WRITTEN EXERCISE —
Rewrite the entries as a numbered list with no blank lines, starting with the line that contains "For this exercise we mark the cabinet drawer" and going on through the last line of the entries.

Rows from a dataset —
******************************

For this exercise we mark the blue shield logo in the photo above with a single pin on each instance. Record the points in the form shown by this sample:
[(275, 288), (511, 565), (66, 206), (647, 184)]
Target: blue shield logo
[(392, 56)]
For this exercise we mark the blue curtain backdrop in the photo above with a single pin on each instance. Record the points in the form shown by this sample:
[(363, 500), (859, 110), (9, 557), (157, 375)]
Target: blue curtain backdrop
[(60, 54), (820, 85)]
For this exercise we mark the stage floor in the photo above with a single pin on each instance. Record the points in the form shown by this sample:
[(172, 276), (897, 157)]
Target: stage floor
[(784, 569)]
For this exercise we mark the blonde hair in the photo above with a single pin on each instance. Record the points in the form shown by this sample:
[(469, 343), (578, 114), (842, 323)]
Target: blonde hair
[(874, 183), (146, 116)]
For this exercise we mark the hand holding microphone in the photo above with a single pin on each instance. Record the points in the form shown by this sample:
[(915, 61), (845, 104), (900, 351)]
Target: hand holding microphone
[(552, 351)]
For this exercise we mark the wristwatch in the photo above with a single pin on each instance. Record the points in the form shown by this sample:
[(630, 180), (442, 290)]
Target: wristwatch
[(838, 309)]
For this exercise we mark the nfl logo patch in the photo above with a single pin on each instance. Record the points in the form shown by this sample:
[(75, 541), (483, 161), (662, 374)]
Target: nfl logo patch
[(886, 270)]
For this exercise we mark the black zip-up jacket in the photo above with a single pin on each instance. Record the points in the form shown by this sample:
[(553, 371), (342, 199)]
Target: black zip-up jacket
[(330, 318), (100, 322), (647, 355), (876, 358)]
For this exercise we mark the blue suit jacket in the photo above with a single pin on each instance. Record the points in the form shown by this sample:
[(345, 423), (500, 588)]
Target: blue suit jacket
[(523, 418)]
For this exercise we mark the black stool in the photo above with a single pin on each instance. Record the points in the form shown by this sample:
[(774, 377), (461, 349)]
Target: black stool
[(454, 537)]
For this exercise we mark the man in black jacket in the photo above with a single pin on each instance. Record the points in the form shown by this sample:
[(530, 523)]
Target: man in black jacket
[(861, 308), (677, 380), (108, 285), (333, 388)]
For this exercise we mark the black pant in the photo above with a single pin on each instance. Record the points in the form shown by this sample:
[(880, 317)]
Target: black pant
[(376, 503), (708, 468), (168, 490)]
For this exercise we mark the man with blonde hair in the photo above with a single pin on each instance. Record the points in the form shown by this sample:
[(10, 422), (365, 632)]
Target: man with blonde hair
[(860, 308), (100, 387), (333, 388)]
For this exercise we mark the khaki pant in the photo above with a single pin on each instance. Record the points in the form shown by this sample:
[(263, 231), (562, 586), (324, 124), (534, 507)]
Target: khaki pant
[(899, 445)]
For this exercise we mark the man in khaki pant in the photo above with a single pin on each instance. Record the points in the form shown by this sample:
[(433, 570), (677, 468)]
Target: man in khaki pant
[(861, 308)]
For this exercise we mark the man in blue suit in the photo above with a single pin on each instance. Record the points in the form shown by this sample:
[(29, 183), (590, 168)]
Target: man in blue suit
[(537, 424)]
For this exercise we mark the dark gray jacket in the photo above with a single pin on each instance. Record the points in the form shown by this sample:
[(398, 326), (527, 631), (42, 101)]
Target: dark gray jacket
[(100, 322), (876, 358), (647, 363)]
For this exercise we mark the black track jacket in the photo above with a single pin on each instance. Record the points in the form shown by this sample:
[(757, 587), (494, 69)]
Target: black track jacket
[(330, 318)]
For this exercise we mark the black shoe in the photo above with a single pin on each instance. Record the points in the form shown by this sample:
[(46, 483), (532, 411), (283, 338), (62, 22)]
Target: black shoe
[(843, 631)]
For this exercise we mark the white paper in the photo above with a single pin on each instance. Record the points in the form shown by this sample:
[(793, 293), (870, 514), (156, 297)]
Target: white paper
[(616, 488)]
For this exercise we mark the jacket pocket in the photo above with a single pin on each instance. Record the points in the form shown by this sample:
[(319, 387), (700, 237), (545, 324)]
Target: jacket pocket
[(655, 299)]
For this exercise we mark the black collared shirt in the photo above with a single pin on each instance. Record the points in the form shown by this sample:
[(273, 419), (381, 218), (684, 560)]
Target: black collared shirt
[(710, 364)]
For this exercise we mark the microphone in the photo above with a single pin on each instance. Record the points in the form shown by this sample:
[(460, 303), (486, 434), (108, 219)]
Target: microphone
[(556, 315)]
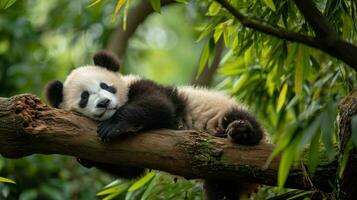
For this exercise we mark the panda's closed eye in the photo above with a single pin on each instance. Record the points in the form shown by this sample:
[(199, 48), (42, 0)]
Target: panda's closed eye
[(108, 88), (84, 99)]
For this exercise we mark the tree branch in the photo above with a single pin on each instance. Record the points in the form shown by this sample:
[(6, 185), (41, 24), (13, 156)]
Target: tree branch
[(27, 127), (335, 47), (324, 32), (269, 29)]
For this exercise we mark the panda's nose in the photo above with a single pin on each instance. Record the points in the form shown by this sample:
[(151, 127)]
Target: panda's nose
[(103, 103)]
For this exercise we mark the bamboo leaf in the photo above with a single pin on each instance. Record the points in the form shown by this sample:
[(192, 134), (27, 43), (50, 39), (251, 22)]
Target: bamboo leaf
[(354, 130), (156, 5), (141, 182), (282, 96), (299, 74), (310, 132), (214, 9), (9, 3), (314, 153), (270, 4), (118, 7), (125, 17), (285, 165), (94, 3), (6, 180), (203, 58)]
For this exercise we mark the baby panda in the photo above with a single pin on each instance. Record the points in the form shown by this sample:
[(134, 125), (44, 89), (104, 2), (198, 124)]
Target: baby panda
[(127, 104)]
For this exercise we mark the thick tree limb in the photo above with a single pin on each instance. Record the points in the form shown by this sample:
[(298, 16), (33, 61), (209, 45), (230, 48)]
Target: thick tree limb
[(27, 127), (328, 42)]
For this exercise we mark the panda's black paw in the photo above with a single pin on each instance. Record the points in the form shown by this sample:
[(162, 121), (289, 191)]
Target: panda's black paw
[(108, 131), (242, 132)]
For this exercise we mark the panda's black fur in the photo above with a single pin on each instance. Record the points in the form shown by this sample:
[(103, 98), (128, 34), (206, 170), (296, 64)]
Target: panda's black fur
[(149, 105)]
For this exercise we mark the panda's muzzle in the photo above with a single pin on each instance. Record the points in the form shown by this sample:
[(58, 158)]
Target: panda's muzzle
[(103, 103)]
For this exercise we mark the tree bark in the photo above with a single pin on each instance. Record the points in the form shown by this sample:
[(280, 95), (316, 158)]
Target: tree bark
[(118, 41), (347, 183), (27, 127)]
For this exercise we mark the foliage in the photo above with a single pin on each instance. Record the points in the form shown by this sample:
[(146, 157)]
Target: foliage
[(295, 85), (155, 185), (294, 89)]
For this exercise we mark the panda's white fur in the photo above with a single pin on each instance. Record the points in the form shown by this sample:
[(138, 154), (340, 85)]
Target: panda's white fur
[(205, 109), (88, 78), (185, 107)]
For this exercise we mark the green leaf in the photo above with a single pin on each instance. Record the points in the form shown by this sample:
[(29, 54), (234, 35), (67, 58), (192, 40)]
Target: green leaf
[(156, 5), (203, 58), (314, 153), (282, 96), (149, 188), (4, 4), (94, 3), (309, 133), (354, 130), (125, 14), (213, 9), (327, 128), (118, 6), (141, 182), (285, 165), (240, 83), (117, 189), (270, 4), (345, 156), (6, 180), (299, 74)]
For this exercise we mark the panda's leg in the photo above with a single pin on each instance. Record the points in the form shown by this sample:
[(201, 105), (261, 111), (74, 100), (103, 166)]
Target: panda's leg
[(241, 127), (146, 113), (114, 170)]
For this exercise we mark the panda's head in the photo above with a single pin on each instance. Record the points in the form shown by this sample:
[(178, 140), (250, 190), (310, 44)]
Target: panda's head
[(96, 91)]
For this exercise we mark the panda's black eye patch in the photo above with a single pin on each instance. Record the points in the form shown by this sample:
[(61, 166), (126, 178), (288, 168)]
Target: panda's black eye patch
[(108, 88), (84, 99)]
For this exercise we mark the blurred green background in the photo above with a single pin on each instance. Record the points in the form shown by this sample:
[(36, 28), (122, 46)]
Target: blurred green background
[(292, 88), (44, 40)]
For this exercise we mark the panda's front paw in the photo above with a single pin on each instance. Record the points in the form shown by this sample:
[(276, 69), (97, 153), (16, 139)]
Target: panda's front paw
[(108, 130), (242, 132)]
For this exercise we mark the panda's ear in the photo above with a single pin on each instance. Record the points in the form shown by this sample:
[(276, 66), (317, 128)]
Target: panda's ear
[(54, 93), (107, 60)]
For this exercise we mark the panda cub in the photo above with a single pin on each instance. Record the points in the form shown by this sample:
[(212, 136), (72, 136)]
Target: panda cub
[(127, 104)]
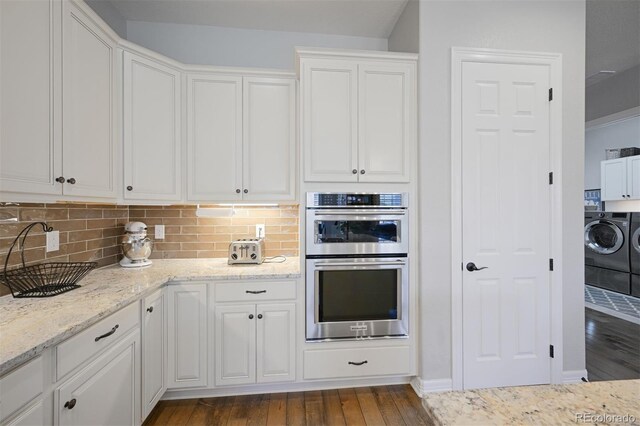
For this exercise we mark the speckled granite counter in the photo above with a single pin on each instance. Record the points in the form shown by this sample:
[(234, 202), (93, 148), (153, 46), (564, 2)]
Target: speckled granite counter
[(595, 403), (28, 326)]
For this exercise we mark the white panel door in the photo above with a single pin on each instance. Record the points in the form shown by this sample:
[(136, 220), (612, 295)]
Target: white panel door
[(613, 178), (269, 138), (506, 225), (633, 178), (235, 344), (88, 130), (154, 351), (107, 391), (152, 134), (329, 120), (187, 332), (386, 125), (276, 348), (30, 145), (214, 137)]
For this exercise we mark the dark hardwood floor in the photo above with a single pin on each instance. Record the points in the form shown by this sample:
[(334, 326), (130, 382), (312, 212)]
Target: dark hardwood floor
[(613, 347), (380, 405)]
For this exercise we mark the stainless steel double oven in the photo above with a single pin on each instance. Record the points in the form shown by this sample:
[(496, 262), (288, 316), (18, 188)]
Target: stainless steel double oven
[(357, 283)]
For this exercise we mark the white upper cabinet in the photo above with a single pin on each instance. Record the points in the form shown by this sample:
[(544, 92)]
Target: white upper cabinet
[(620, 179), (269, 126), (329, 93), (359, 116), (240, 138), (152, 131), (214, 137), (30, 149), (89, 106), (386, 121)]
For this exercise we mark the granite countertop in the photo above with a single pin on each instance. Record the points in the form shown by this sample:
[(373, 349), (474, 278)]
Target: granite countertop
[(595, 403), (28, 326)]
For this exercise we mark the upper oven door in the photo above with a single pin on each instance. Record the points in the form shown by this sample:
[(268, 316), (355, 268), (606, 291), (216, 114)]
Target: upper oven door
[(357, 231)]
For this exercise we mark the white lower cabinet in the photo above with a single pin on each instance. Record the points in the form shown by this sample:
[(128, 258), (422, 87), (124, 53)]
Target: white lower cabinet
[(154, 351), (105, 392), (187, 332), (254, 343)]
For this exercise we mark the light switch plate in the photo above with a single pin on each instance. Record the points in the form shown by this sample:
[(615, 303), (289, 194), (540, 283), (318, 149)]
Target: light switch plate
[(159, 232), (53, 241)]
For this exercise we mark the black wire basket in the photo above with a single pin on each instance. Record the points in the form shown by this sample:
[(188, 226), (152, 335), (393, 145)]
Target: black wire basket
[(44, 279)]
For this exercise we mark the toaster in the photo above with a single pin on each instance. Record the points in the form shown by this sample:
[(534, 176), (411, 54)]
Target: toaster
[(246, 251)]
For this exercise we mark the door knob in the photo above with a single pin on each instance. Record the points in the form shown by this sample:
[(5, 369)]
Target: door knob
[(472, 267)]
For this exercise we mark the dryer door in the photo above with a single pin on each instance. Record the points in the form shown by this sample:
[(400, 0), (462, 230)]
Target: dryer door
[(603, 237)]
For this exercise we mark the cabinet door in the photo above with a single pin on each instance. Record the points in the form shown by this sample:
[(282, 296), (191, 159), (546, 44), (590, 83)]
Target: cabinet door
[(386, 121), (152, 116), (276, 352), (187, 331), (613, 175), (633, 178), (269, 138), (235, 344), (107, 391), (329, 120), (88, 131), (214, 138), (30, 149), (154, 351)]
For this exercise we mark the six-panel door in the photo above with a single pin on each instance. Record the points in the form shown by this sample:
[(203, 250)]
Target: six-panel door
[(152, 111), (187, 328), (154, 351)]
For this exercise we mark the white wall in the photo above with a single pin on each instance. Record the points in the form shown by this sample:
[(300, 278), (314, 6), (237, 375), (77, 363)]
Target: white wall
[(404, 36), (208, 45), (110, 15), (619, 134), (547, 26)]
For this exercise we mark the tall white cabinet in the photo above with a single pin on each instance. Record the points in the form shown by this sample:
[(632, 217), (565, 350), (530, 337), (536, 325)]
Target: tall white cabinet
[(359, 116), (240, 137), (152, 119)]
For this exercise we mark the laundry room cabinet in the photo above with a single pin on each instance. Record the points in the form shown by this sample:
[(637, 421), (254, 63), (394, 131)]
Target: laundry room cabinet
[(240, 137), (359, 116), (58, 107), (620, 179), (152, 118)]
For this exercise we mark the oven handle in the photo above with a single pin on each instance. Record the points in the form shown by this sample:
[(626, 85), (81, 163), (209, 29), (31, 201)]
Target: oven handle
[(398, 262), (361, 212)]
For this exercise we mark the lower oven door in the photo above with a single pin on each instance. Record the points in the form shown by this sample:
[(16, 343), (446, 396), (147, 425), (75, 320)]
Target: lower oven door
[(357, 298)]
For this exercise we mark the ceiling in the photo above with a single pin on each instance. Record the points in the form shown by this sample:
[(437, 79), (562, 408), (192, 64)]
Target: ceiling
[(613, 35), (364, 18)]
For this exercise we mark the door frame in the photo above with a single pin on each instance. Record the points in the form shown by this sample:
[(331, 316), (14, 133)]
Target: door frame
[(459, 55)]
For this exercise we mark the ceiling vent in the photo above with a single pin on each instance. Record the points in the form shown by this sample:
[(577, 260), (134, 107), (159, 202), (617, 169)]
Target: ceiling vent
[(598, 77)]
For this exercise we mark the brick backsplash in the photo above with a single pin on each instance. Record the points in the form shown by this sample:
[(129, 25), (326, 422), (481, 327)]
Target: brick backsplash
[(189, 236), (87, 233), (92, 232)]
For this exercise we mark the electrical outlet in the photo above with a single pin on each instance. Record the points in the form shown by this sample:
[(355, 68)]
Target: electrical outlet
[(159, 232), (53, 241)]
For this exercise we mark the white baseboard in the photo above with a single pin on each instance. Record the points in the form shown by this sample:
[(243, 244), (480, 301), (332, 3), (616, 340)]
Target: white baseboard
[(574, 376), (423, 387)]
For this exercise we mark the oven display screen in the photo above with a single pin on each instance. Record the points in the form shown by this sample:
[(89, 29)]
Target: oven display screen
[(358, 295)]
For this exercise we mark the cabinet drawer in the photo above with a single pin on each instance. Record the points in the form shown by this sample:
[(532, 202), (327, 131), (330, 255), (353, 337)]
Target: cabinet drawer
[(20, 386), (83, 346), (336, 363), (254, 291)]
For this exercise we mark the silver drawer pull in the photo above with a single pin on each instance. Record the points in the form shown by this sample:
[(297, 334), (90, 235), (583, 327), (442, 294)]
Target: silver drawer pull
[(113, 330)]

******************************

ANSWER TO THIS TASK —
1. For this exercise we mark the cabinet drawer in the photo above with a single pin on each instance. Record the points in the form shown by this sample:
2. [(532, 202), (327, 131), (330, 255), (353, 337)]
3. Target: cabinet drawer
4. [(20, 386), (83, 346), (336, 363), (254, 291)]
5. For this exercise we mark the silver drawer pull in the photo above with a single pin on each instance. Record the points in the form shown by this sample:
6. [(297, 334), (90, 235), (583, 327), (442, 294)]
7. Target: silver drawer pull
8. [(113, 330)]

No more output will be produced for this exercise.